Given passage:
W3C home > Mailing lists > Public > public-tracking@w3.org > March 2012

Re: ISSUE-111 - Exceptions are broken

From: Rigo Wenning <rigo@w3.org>
Date: Fri, 09 Mar 2012 09:14:41 +0100
To: Kevin Smith <kevsmith@adobe.com>
Cc: "public-tracking@w3.org" <public-tracking@w3.org>, "Roy T. Fielding" <fielding@gbiv.com>, Shane Wiley <wileys@yahoo-inc.com>
Message-ID: <7323926.FrFFtCWIQE@hegel.sophia.w3.org>

On Thursday 08 March 2012 14:34:58 Kevin Smith wrote:
> Yes - which is the only important part of exceptions, because again, the
> exception exists because the 1st party wants to know what content to show
> the user.  The 3rd party has no value by itself.  It is only included to
> provide value to the 1st party.  If the 1st party cannot make the content
> decision, then there is no reason to request an exception - it will treat
> the user as DNT:1 and 3rd parties are completely irrelevant.

(Items listed in a dataset)
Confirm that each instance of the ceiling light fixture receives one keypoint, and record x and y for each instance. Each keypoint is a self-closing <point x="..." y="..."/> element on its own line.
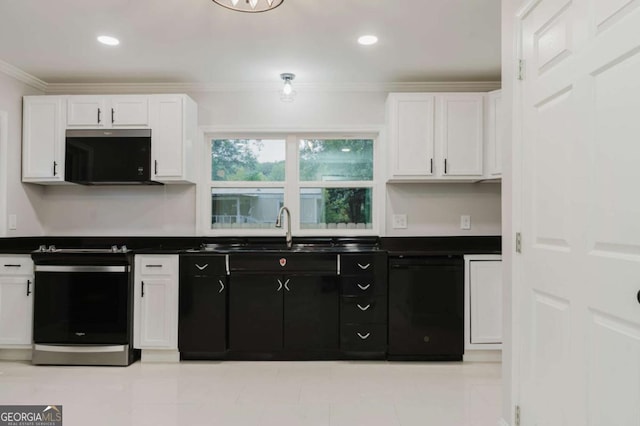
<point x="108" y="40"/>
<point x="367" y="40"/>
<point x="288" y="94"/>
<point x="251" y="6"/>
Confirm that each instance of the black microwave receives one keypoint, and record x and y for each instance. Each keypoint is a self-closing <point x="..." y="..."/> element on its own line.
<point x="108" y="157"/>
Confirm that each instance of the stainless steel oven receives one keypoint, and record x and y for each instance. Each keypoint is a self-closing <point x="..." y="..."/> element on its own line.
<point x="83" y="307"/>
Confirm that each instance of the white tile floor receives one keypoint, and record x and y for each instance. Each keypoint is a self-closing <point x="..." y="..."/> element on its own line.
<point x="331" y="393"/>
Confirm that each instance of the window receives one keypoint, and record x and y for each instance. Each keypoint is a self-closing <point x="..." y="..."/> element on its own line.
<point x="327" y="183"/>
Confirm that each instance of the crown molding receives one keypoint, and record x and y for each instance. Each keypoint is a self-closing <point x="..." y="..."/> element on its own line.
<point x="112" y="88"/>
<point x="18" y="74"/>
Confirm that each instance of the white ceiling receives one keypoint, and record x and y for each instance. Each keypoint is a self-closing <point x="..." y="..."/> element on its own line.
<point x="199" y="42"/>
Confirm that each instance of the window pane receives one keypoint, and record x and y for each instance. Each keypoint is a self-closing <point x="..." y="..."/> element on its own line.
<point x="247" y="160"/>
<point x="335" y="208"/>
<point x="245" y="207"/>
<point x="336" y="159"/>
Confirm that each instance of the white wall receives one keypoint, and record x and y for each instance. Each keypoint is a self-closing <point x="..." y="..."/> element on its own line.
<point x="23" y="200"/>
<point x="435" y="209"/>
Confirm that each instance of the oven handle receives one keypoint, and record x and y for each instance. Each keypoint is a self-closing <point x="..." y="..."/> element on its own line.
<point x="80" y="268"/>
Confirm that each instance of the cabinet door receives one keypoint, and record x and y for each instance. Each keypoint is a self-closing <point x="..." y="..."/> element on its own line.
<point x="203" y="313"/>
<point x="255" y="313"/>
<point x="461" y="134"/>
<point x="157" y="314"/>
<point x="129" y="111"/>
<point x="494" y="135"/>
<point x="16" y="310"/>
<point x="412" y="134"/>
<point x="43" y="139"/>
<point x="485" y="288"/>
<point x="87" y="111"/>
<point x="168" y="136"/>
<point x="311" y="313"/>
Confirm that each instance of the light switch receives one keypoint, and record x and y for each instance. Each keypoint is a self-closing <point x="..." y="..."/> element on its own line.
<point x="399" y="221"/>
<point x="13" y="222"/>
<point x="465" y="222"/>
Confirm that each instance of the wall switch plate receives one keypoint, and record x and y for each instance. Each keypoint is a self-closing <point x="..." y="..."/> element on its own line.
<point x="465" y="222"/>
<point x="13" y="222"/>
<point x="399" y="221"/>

...

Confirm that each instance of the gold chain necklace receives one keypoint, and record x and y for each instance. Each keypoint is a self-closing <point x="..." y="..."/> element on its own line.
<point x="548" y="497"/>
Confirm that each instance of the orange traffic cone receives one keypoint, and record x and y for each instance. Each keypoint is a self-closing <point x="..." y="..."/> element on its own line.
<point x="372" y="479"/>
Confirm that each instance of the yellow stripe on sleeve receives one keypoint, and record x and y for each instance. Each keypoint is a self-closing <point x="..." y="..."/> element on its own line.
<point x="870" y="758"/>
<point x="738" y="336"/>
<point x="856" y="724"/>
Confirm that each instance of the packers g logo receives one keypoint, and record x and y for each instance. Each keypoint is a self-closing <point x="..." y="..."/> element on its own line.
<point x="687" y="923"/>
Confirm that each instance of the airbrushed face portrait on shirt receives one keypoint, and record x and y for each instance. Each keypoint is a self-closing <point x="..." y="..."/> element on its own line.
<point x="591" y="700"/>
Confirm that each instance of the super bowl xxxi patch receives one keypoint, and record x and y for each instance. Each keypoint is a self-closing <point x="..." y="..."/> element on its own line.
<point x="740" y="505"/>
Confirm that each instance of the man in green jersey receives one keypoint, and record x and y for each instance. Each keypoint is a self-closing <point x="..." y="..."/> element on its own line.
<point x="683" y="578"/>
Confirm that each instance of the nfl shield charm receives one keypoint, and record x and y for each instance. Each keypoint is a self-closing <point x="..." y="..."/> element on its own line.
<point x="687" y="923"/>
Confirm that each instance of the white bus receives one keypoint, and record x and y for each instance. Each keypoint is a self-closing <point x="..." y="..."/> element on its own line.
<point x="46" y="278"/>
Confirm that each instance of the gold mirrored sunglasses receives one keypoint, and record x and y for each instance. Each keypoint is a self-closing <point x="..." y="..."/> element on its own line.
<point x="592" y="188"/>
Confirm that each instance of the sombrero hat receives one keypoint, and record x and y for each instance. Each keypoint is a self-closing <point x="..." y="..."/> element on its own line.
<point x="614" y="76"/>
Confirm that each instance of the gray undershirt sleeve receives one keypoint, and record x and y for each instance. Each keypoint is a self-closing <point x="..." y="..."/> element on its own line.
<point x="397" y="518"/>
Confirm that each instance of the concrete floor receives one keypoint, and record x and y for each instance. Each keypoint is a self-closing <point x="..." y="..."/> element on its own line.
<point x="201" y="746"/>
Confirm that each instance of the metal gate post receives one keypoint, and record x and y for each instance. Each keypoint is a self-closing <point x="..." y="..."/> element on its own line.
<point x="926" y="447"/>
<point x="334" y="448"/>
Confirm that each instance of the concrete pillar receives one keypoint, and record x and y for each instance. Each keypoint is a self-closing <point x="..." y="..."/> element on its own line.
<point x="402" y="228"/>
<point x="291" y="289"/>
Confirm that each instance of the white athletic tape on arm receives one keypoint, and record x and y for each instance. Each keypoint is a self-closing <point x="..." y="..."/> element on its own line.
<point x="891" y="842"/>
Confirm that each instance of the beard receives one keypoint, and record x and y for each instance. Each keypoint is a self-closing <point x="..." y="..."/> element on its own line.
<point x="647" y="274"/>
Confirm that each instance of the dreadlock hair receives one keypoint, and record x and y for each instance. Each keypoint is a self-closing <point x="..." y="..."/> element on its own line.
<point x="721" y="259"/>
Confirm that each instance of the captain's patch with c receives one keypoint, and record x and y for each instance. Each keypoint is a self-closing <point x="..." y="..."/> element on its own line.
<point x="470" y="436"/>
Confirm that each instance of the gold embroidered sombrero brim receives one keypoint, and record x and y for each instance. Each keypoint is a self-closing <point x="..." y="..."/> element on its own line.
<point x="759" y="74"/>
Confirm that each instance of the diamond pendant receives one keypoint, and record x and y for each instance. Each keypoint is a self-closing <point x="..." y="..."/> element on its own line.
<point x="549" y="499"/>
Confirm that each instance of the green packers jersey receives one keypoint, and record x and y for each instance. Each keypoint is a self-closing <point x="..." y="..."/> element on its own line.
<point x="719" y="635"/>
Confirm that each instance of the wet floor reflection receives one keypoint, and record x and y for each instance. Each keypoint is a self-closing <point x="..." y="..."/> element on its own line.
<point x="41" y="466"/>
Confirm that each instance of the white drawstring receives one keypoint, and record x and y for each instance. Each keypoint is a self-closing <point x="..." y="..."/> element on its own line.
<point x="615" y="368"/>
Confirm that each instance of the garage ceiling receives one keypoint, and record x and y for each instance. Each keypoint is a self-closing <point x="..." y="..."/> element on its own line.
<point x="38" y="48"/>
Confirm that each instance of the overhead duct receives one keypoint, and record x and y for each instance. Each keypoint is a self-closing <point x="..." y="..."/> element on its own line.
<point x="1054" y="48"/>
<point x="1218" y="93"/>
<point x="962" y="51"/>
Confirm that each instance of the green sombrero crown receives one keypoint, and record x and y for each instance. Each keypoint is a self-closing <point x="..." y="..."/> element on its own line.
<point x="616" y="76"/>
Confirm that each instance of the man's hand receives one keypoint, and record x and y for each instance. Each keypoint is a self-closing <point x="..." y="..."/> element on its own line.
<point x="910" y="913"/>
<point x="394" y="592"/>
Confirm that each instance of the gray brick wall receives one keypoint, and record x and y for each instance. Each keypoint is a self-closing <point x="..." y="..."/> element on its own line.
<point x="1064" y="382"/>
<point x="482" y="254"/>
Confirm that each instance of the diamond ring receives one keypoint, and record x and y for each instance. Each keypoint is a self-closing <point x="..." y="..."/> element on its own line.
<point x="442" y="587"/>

---

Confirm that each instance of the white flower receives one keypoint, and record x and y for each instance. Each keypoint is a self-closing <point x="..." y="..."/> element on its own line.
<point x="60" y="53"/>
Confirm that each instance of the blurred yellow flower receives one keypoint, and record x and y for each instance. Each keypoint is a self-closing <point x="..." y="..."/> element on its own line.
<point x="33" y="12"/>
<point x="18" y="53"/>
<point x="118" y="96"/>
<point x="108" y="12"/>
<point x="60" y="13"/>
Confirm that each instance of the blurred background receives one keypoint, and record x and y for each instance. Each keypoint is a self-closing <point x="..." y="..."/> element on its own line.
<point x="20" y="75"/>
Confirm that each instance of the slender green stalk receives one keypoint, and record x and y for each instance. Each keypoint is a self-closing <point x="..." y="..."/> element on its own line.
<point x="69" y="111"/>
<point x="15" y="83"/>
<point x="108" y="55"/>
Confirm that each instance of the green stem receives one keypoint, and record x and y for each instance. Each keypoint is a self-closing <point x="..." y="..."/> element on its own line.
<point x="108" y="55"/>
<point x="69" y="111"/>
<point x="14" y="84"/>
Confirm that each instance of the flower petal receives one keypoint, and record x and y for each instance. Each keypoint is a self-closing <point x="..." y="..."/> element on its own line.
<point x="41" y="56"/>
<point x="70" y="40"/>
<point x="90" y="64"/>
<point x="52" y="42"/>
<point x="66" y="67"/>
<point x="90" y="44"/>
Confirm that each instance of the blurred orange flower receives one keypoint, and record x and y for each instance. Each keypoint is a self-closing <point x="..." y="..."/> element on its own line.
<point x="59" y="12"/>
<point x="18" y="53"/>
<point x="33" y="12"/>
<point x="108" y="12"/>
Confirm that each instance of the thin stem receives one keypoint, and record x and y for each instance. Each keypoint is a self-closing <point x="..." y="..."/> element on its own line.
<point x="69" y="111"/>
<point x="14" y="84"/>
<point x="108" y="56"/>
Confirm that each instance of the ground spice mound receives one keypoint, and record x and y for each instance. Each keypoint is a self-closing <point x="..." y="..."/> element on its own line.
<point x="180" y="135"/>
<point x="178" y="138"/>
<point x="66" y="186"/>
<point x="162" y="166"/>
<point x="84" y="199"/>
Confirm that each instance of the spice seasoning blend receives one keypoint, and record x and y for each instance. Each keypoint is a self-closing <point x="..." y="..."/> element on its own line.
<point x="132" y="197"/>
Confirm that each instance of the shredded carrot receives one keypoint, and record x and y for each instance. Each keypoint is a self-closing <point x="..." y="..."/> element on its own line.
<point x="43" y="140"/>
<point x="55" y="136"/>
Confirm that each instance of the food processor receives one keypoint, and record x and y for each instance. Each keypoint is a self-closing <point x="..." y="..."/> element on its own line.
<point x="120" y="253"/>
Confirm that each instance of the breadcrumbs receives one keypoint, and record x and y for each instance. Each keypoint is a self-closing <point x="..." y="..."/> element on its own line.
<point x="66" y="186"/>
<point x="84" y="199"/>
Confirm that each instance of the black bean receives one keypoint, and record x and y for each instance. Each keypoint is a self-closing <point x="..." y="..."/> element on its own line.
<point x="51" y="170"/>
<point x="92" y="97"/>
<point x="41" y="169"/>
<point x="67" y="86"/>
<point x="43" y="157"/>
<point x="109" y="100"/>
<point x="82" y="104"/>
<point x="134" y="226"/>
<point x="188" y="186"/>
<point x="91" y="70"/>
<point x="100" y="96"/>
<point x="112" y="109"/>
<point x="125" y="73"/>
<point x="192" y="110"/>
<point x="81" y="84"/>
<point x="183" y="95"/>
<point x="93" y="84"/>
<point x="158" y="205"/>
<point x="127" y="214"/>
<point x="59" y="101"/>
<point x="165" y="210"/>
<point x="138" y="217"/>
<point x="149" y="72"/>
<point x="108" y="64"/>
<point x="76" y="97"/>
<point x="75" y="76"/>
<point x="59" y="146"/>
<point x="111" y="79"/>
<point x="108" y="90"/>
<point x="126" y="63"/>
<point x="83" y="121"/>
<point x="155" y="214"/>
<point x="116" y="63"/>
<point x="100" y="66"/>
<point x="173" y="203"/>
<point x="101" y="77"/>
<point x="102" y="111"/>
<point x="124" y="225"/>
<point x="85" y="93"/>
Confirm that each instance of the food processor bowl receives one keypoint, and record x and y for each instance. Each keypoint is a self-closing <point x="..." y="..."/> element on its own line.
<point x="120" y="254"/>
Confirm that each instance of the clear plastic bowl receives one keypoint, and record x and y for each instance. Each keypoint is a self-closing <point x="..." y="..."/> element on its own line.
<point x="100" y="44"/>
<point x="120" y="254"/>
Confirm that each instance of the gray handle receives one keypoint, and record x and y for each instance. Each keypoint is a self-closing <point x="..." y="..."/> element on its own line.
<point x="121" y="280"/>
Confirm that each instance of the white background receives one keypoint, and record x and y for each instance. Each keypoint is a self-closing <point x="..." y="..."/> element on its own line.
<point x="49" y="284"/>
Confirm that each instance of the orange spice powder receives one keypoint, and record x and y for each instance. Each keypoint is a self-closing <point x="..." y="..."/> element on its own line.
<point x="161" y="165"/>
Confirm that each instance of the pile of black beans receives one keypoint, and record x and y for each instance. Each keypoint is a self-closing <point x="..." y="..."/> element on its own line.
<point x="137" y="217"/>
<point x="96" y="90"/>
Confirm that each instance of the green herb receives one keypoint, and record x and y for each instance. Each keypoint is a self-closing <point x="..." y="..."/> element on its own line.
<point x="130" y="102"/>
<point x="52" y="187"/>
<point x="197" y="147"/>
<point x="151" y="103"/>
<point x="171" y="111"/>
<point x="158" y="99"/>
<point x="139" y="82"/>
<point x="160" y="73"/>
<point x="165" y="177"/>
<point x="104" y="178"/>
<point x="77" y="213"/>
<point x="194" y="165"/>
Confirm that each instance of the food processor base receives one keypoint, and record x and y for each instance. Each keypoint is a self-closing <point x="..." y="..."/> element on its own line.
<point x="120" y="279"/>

Objective:
Transcribe the part of the mailing list message starting at "On Thursday 08" and ending at "are completely irrelevant.". Rely only on the mailing list message for this.

Exercise response:
On Thursday 08 March 2012 14:34:58 Kevin Smith wrote:
> Yes - which is the only important part of exceptions, because again, the
> exception exists because the 1st party wants to know what content to show
> the user.  The 3rd party has no value by itself.  It is only included to
> provide value to the 1st party.  If the 1st party cannot make the content
> decision, then there is no reason to request an exception - it will treat
> the user as DNT:1 and 3rd parties are completely irrelevant.